Aim of the exercise
Of all the lines below, return only those starting with the line holding "Point out the tree trunk in this photo." and going on through the line holding "Point out the blue sky in this photo.", exactly as written.

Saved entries
::::
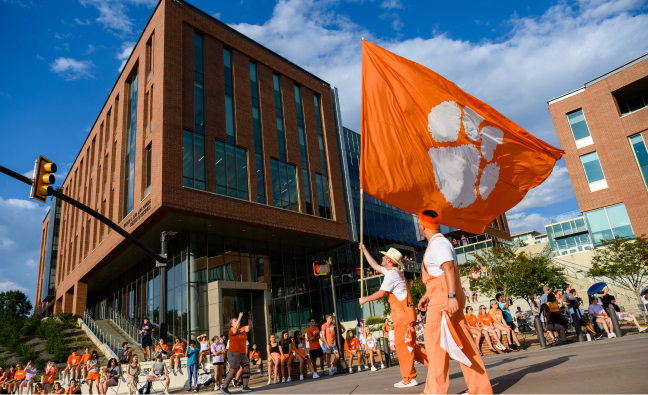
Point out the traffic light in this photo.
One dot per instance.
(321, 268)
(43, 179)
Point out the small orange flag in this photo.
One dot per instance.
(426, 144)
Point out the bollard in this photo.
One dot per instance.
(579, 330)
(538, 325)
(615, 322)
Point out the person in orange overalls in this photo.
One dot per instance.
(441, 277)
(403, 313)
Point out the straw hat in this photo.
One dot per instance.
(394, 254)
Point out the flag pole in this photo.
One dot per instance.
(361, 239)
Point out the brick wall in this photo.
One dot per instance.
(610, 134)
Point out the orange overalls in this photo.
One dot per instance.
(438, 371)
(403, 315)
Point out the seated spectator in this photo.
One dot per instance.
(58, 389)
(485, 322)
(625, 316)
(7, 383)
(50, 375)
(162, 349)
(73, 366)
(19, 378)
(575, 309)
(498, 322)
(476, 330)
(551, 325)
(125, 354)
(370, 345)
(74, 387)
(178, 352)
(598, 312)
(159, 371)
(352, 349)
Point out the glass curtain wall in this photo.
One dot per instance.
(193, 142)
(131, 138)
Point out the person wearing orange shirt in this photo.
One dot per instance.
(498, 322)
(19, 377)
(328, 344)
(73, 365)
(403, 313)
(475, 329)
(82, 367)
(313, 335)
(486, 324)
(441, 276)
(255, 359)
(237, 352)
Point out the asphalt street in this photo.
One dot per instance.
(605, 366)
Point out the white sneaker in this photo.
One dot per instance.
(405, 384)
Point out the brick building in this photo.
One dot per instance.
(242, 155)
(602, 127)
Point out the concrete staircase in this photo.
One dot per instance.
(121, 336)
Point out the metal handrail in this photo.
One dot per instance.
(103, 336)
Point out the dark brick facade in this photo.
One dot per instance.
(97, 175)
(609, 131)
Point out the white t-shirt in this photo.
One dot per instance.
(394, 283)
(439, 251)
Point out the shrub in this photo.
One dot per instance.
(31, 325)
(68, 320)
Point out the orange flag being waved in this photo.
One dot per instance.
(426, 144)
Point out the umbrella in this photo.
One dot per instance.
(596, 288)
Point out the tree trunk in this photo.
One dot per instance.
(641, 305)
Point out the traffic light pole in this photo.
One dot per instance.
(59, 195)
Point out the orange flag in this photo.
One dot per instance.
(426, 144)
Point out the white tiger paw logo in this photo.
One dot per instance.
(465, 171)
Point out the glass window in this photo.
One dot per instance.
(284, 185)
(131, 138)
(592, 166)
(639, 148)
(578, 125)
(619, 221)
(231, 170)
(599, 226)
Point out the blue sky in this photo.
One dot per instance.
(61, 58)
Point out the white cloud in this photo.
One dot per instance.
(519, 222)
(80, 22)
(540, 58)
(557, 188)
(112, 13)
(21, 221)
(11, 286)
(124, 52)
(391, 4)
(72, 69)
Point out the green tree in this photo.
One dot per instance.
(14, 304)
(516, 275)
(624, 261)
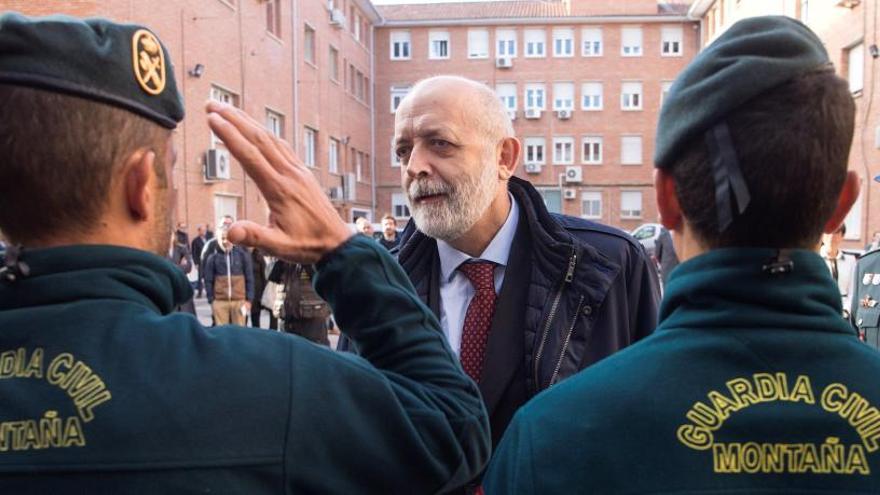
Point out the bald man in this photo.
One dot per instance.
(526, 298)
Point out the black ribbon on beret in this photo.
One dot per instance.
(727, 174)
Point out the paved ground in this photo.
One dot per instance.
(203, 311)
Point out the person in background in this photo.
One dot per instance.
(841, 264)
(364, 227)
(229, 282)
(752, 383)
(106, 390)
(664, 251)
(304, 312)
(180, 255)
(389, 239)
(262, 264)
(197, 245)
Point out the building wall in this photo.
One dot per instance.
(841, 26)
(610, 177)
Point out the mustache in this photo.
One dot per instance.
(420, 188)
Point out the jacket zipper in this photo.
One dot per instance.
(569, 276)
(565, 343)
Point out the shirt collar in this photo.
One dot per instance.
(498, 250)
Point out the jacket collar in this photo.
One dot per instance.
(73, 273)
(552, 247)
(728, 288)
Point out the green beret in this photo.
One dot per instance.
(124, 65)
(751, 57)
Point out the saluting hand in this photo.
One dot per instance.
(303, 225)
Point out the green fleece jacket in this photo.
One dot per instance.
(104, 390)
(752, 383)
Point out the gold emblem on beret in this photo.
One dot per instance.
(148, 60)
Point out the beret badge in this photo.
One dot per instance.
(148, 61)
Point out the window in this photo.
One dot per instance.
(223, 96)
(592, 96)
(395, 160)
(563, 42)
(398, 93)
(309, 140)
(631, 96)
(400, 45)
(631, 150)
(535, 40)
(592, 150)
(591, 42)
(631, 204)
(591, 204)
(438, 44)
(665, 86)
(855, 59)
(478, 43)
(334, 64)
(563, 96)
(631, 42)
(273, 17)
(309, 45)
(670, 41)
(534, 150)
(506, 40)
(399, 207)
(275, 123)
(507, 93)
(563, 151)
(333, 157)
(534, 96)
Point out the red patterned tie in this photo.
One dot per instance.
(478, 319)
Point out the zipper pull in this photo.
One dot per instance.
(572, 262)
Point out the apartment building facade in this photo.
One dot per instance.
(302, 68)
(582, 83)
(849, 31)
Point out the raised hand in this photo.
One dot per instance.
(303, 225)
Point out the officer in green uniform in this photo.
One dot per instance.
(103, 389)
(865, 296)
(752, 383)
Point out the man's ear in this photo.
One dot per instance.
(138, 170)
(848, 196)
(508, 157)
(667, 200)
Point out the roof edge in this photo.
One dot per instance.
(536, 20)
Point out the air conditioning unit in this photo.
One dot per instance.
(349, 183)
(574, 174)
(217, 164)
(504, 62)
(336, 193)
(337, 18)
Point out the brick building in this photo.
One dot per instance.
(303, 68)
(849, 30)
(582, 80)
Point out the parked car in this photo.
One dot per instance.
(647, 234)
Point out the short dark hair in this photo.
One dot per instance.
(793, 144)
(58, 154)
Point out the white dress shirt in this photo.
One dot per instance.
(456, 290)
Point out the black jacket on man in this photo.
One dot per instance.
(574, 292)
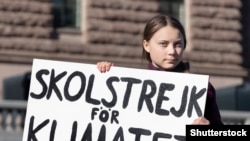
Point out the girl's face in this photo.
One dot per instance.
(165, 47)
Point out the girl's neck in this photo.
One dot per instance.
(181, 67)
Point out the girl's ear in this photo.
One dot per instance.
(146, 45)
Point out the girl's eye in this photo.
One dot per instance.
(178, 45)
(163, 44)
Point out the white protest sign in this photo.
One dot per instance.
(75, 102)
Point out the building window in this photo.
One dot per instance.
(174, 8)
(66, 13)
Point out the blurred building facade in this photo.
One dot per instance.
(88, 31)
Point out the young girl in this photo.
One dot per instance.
::::
Answer box
Point out the tree trunk in this photo.
One dot per instance.
(641, 305)
Point out the traffic light pole in this photo.
One dot per instance.
(59, 195)
Point out the orange flag in this photo.
One dot per instance.
(426, 144)
Point out the white tiger paw logo in this photo.
One dot per instance.
(465, 171)
Point out the glass window in this photo.
One dot per instance.
(284, 185)
(131, 138)
(592, 166)
(639, 148)
(578, 125)
(619, 221)
(231, 170)
(599, 226)
Point out the blue sky in this photo.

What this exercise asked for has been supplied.